Teks Sumber
___

Pentingnya User Research Sebelum Mengembangkan Produk

Geometry-User_Research.jpg

Dalam membuat suatu produk – atau bahkan servis dan layanan – ada satu hal yang harus diperhatikan terlebih dahulu yakni memahami audiens. Yang dimaksud dengan audiens di sini adalah calon pengguna yang nantinya akan membeli produk atau servis yang kita ciptakan. Salah satu cara memahami audiens adalah dengan melakukan riset pengguna atau user research.

Apa?

Pasti tidak ada satupun bisnis yang berniat untuk menciptakan sebuah produk yang tidak diinginkan atau dibutuhkan oleh konsumen. Untuk menghindari hal itu terjadi, riset pengguna menjadi tahapan penting yang harus dilalui untuk memahami perilaku, kebutuhan, dan sikap konsumen (atau calon konsumen) atas sebuah produk atau servis dengan cara mengobservasi atau berbicara dengan mereka dan mengumpulkan masukan. Kadang, proses ini yang sering lupa dilakukan oleh pemilik bisnis karena sudah menganggap bahwa idenya brilian.

Sedikit berbeda dengan riset pasar atau market research yang juga mempelajari perilaku dan kebutuhan konsumen, riset pengguna tidak menitikberatkan pada demografi, status sosial ekonomi, dan data-data statistik lainnya. Dalam riset pengguna, biasanya yang digali adalah profil dari konsumen dan kebutuhan mereka atas sebuah produk atau servis dan bagaiamana kebiasaan mereka terhadap produk atau servis tersebut. Hasilnya, tim produk akan menggunakan data yang didapatkan untuk membuat produk atau servis yang benar-benar sesuai dengan kebutuhan konsumen.

Riset ini tidak hanya perlu dilakukan sebelum menciptakan suatu produk saja sebenarnya. Proses yang sama juga dapat diaplikasikan dalam berbagai tahapan – mulai dari pengetesan konsep, pembuatan prototipe, hingga penyempurnaan dan pengembangan produk.

Ada dua metode atau tipe penelitian yang bisa dilakukan untuk riset pasar, yakni penelitian kualitatif dan penelitian kuantitatif.

Kualitatif adalah mencari “kenapa”. Biasanya dalam metode kualitatif, periset mencoba menelaah perilaku, emosi, dan opini responden melalui diskusi kelompok (focus group discussion – red.), wawancara tersendiri, atau observasi bagaimana responden menggunakan produk tersebut (studi etnografi atau ethnographic studies – red.).

Sementara sebaliknya, penelitian kuantitatif menekankan pada jumlah – yang umumnya melibatkan pengumpulan data dan pengolahan statistik dengan menggunakan survei.

___

Data Tersedia
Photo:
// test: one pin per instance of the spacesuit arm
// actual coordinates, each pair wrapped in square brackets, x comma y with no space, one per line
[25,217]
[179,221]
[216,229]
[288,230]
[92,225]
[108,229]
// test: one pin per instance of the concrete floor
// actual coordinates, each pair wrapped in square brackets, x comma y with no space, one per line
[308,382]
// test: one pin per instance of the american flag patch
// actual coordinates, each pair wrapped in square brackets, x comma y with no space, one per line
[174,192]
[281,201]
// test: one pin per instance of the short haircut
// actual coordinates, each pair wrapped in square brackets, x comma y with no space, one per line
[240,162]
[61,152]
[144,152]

___

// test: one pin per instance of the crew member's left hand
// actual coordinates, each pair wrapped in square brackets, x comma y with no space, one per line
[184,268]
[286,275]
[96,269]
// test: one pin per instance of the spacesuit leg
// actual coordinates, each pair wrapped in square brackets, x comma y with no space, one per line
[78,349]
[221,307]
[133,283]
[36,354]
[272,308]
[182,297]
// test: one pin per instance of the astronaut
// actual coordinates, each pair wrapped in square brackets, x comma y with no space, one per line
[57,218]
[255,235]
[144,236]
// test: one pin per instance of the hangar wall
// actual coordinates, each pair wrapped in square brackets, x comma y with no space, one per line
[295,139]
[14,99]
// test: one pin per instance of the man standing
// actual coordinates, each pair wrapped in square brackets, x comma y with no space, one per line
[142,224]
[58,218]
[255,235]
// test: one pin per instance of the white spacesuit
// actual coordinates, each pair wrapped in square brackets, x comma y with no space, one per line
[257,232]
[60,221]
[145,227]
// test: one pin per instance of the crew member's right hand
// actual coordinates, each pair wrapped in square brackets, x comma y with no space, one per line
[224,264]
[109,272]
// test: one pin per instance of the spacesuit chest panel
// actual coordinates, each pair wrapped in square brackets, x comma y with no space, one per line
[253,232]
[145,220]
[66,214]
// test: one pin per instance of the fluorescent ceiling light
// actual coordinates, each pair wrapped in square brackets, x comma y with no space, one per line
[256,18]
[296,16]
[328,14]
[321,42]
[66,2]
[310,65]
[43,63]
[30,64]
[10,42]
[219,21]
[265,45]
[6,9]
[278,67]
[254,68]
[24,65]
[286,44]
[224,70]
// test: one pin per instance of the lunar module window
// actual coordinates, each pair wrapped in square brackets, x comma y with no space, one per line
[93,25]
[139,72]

___

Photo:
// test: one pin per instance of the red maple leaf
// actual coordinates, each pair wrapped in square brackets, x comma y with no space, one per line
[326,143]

___

Tantangan 1
Jawablah pertanyaan berikut berdasarkan teks tentang riset pengguna, dengan tanda yang sama pada setiap jawaban.
(a) Tiga hal apa tentang konsumen yang ingin dipahami melalui riset pengguna?
(b) Apa saja yang tidak menjadi titik berat riset pengguna, berbeda dengan riset pasar?
(c) Metode apa yang umumnya digunakan penelitian kuantitatif untuk mengumpulkan data?
Tantangan 2
Tulis ulang paragraf yang diawali "Sedikit berbeda dengan riset pasar" dalam teks tentang riset pengguna secara lebih ringkas tanpa menghilangkan fakta utamanya.
Tantangan 3
Lanjutkan teks tentang riset pengguna mulai dari kalimat terakhirnya.

Hasil Latihan 1
(a) Perilaku, kebutuhan, dan sikap konsumen (atau calon konsumen) atas sebuah produk atau servis.
(b) Demografi, status sosial ekonomi, dan data-data statistik lainnya.
(c) Survei.

Hasil Latihan 2
Berbeda dengan riset pasar, riset pengguna tidak berfokus pada demografi, status sosial ekonomi, dan data statistik lain. Riset ini menggali profil konsumen, kebutuhan mereka atas produk atau servis, serta kebiasaan mereka terhadap produk atau servis itu. Data yang diperoleh dipakai tim produk untuk membuat produk atau servis yang benar-benar sesuai dengan kebutuhan konsumen.

Hasil Latihan 3
Kenapa Riset Menjadi Penting?

Dalam mengembangkan sebuah produk atau servis, kita tidak mungkin begitu saja mengira-ngira apa yang diinginkan konsumen dan langsung memproduksi berdasarkan asumsi. Penciptaan produk adalah sebuah proses bertahap dan kolaboratif. Kita harus benar-benar memahami permasalahan yang dihadapi oleh konsumen sehingga produk atau servis yang nantinya kita tawarkan bisa menjadi solusi untuk mereka.

“Penciptaan produk adalah sebuah proses bertahap dan kolaboratif.”

Satu-satunya cara untuk bisa menemukan solusi untuk suatu permasalahan adalah dengan menempatkan diri dalam posisi pengguna. Riset ini lah yang bisa membantu kita untuk berada dalam perspektif konsumen agar bisa menciptakan produk atau servis sebagai solusi untuk kebutuhan mereka.

Langkah Melakukan User Research

Dalam membuat suatu produk – atau bahkan servis dan layanan – ada satu hal yang harus diperhatikan terlebih dahulu yakni memahami audiens. Yang dimaksud dengan audiens di sini adalah calon pengguna yang nantinya akan membeli produk atau servis yang kita ciptakan. Salah satu cara memahami audiens adalah dengan melakukan riset pengguna atau user research.

Berikut merupakan langkah-langkah yang harus diperhatikan untuk menyusun user research:

1. Perjelas Tujuan

Mulailah dengan menentukan beberapa hipotesis atau asumsi yang ingin dites atau divalidasi melalui riset. Asumsi-asumsi ini akan mempermudahmu dalam bertanya pada responden sehingga riset akan lebih terarah. Misalnya, kamu ingin memulai bisnis penyewaan mainan anak. Buatlah hipotesa atau asumsi awal seperti, “Hampir semua orangtua tidak mau membelikan mainan yang mahal untuk anak karena hanya akan dipakai sebentar saja.”

2. Buat Pertanyaan Yang Tepat

Berdasarkan hipotesa di awal, susunlah pertanyaan-pertanyaan yang mengarah kepada pernyataan tersebut untuk divalidasi. Pastikan pertanyaanmu merupakan pertanyaan terbuka (open questions – red.) agar responden memiliki kesempatan untuk menyampaikan alas an. Siapkan juga pertanyaan lanjutan atau follow-up questions agar kamu bisa lebih mendalami logika dari responden untuk mengetes asumsimu.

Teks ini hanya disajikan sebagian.